▶ **What the task requires**: Express each line of the listing below as a row in a Markdown table with the columns Row and Text, skipping blank lines. Leave the pictures out of the table.

***** Stored rows *****

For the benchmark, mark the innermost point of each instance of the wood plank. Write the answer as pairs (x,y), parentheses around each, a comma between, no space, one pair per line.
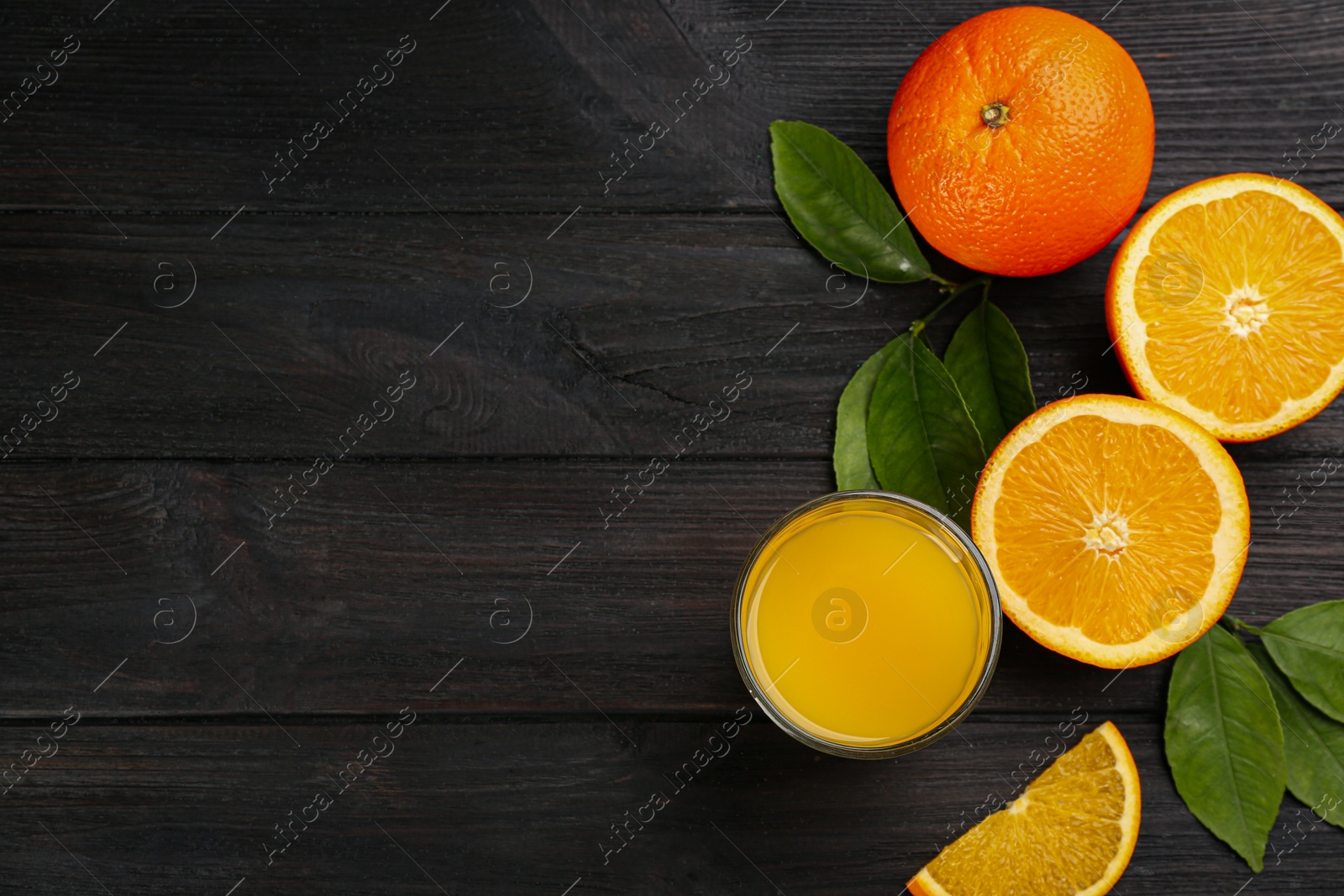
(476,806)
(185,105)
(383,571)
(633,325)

*****

▶ **Finished answer**:
| Row | Text |
|---|---|
| 1 | For the benchmark, mark the innermost point of each instance of the wood plank. Write the answer as pairs (x,y), parentheses around each, a comma between, no space, one pair per line. |
| 2 | (476,806) |
| 3 | (185,105) |
| 4 | (383,571) |
| 5 | (633,325) |